_RAW DATA_:

** Start **

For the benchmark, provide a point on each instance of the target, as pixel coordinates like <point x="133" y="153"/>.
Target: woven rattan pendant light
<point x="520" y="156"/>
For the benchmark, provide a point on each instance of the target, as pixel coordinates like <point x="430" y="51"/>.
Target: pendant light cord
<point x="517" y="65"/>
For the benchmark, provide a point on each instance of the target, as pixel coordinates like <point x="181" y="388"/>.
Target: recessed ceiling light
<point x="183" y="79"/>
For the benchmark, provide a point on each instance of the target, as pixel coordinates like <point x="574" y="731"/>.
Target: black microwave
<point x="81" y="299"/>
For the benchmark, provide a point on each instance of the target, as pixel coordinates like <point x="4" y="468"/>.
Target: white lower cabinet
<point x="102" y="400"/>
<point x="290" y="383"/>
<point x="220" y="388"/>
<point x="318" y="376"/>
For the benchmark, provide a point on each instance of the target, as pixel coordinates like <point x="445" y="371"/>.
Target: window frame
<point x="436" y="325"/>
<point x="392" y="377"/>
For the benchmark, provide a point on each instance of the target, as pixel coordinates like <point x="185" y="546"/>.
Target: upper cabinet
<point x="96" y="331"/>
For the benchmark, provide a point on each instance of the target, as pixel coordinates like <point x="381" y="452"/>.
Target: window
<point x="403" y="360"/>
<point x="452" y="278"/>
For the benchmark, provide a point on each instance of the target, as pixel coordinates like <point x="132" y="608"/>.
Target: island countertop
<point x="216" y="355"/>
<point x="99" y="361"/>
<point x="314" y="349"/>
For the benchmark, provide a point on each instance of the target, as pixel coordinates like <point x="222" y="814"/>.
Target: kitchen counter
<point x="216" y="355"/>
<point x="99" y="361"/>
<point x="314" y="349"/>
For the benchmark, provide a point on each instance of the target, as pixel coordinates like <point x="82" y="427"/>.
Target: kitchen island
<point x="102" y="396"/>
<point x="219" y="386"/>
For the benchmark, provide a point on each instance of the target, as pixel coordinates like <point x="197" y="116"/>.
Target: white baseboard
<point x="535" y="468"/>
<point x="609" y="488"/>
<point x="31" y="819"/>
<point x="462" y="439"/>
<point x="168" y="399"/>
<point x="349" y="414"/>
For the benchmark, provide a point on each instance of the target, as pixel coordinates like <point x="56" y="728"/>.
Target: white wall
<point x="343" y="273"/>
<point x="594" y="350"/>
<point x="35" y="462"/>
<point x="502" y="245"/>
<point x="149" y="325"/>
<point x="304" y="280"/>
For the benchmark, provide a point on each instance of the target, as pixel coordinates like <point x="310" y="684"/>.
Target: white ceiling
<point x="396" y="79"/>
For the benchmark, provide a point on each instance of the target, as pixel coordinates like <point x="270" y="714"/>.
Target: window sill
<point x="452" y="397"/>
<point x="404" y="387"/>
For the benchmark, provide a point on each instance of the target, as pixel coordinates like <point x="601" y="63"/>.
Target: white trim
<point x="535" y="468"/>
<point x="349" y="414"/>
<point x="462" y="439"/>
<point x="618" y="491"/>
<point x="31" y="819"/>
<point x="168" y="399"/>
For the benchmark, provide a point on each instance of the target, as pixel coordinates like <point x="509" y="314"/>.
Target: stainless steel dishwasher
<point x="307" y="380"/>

** End **

_WRITTEN REQUEST_: Count the lines in the items above that contain the word "kitchen". Reply with only the number.

_RESPONSE TO THE EXERCISE_: 2